##### PAGE #####
# Turkish And Iraqi Tumblers



## hasseian_313 (Oct 31, 2009)

these is a video of my prized birds they belong to me from my dads friend who bought them from over seas the first ones are turkish birs and the black one and one are iraqi birds the y fly 8+ hr and tumble the iraqi ones and i am willing to bet on em 
http://www.youtube.com/watch?v=u6YGMuYKYbo
more to vedios coming soon


----------



## sunson (Nov 13, 2009)

Look for the article of Faris Al-Tamimi in <Purebred Pigeons> July/August & Sept/Oct. issues


----------



## hasseian_313 (Oct 31, 2009)

comment ppl


----------



## Chilangz (Apr 3, 2008)

Very good looking........ just love the blacks


----------



## hasseian_313 (Oct 31, 2009)

yah im hoping to make a whole blood line of blacks


----------



## hasseian_313 (Oct 31, 2009)

*more pics*

hope u like em


----------



## Birdman79 (Aug 9, 2007)

Good looking birds,now show us a video of them shooting up.


----------



## Roller mike (Aug 5, 2009)

Nice looking birds, I like the colors.


----------



## velo99 (Apr 8, 2007)

Kinda crazy the way they hold thier wings. Is the booted look more the norm than a muff? Nice looking birds. What do they do in the air? 
I was holding some orientals for a friend of mine. They hold thiers way down. I am considering getting a few of them. They fly mostly in groups of 3-7 birds. Most of the guys I know fly no more than ten and complain they still break up. 


yits


----------



## hasseian_313 (Oct 31, 2009)

these birds the yellow chested ones fly for bought 4 the black and brown ones fly for 8+ hr and ever 15 to 30 mints the dive to the coop and befor the laind the go tumbling up


----------



## JT (Mar 25, 2009)
##### RECORDED DATA #####
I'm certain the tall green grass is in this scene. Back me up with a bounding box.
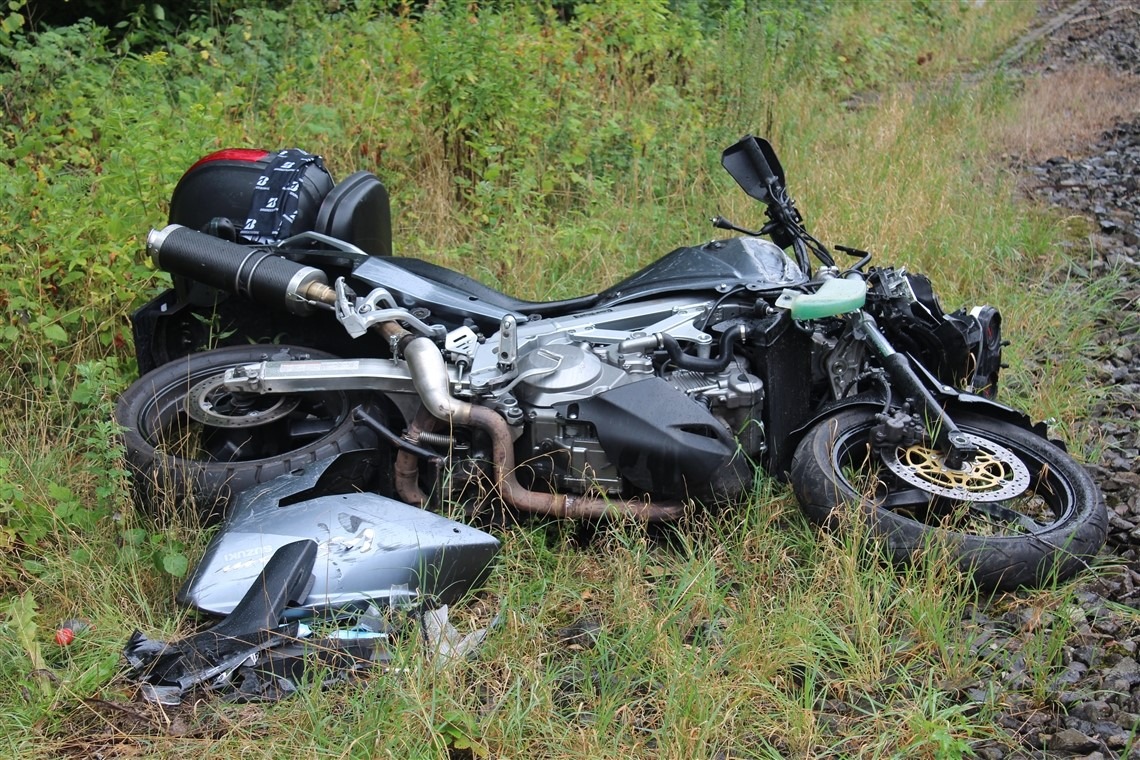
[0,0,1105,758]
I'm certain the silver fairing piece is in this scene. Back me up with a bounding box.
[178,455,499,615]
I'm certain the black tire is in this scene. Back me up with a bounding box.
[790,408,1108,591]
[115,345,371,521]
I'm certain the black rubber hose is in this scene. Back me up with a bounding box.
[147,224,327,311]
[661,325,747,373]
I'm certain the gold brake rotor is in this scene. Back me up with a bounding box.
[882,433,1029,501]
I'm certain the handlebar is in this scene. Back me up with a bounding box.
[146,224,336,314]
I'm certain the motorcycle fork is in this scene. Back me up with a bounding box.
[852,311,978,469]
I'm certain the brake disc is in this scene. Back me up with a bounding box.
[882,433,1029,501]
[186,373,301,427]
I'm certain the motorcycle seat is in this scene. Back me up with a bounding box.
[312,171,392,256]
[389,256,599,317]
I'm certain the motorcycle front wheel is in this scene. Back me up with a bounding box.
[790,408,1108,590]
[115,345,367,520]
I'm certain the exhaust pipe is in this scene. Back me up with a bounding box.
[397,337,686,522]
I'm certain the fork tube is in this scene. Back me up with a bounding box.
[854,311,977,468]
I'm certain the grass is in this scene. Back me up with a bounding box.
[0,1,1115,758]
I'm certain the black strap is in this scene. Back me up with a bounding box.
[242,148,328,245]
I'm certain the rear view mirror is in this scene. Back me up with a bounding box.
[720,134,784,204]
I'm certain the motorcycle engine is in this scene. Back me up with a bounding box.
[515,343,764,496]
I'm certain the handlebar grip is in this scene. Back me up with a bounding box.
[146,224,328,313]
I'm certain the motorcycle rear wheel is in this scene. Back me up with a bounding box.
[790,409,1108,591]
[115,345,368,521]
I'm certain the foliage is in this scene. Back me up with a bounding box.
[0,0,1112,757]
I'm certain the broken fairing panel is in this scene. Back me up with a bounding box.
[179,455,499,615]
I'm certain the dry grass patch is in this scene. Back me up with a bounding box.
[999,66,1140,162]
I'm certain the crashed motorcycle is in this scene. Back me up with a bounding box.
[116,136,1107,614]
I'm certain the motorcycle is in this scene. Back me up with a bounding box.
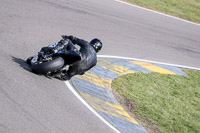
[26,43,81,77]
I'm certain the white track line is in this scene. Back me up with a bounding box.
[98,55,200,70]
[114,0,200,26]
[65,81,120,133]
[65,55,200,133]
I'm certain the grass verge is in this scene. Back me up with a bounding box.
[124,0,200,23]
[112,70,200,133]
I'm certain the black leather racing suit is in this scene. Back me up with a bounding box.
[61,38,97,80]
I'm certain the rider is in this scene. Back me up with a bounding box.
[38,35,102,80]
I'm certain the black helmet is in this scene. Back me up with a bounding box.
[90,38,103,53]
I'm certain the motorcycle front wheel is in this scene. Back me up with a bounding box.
#####
*EXERCISE 1*
In the tumbler thread, substitute "markings" for "colors" and write out the passage from "Nice looking birds, I" to "in the air?".
*EXERCISE 2*
In the tumbler thread, which magazine does sunson recommend for the article by Faris Al-Tamimi?
*EXERCISE 3*
Write the next part of the tumbler thread, beginning after the final line shown.
The items have no connection to the tumbler thread.

*TASK RESPONSE 1*
Nice looking birds, I like the markings.


----------



## velo99 (Apr 8, 2007)

Kinda crazy the way they hold thier wings. Is the booted look more the norm than a muff? Nice looking birds. What do they do in the air?

*TASK RESPONSE 2*
Purebred Pigeons, in its July/August and Sept/Oct issues.

*TASK RESPONSE 3*
Hey Hasseian, are those "miskis" the light brown chested ones?

Nice looking birds. I'm not a fan of reds and blacks, but I love miskis


----------



## hasseian_313 (Oct 31, 2009)

yah they are but msikis are more blue and gray ans usally have no yellow chest these are called anaber in iraq


----------



## doveone52 (Aug 3, 2009)

I'll call them beautiful! Nice video-majestic looking birds and nice looking family! I've heard that in the evening everyone flies their birds and it's a great sight to see. I'm wondering why you don't have any shakhsharli's as they are also very proud and noble looking birds. Maybe you don't like them?


----------



## hasseian_313 (Oct 31, 2009)

its not that it becuse i dont kno much bought them i have friends who do the iraqi vesion look beutifull but my birds are juged for looks and performence and it get comfusing berreding to many breeds


----------



## doveone52 (Aug 3, 2009)

I like them because they look fierce but are very people friendly.


----------



## hasseian_313 (Oct 31, 2009)

yah i love all pigeons but i keep turkish and iraqi tumbles now less trukish im focussing on iraqi tumblers they look the same but iraqi pigeons fly longer and i got other iraqi pigeosn that fly like this http://www.youtube.com/watch?v=zA_YaYEhu7U fly them in high wind conditons


----------



## doveone52 (Aug 3, 2009)

Great videos! Athletic birds! You could be a wildlife videographer!


----------



## Birdman79 (Aug 9, 2007)

Those videos are posted by kuwaiti pigeon fanciers,not from here.


----------



## hasseian_313 (Oct 31, 2009)

yah i have some of those 2 but as you kno not alot of new blood to work with so the ones in iraq and kuwait are much better but the ones i have are good over hear in the usa ......... hope to fly a few this spring comming up


----------



## zafer dal (Oct 25, 2008)

These Are Turkİsh Sİvas Breed They Are Not From Iraq ...they Fly That Many Hours I Know That ,it Is Very Hard To Fİnd Them Even Here In Turkey...

Iraqie Birds Has Dİffrent Coloratİons...


----------



## hasseian_313 (Oct 31, 2009)

no bro these are birds impoted from iraq the blood line is 40 years old they are the same as turkish pigeons in sumawa and kut iraq these are found but not in mousel we trying to import more


----------



## zafer dal (Oct 25, 2008)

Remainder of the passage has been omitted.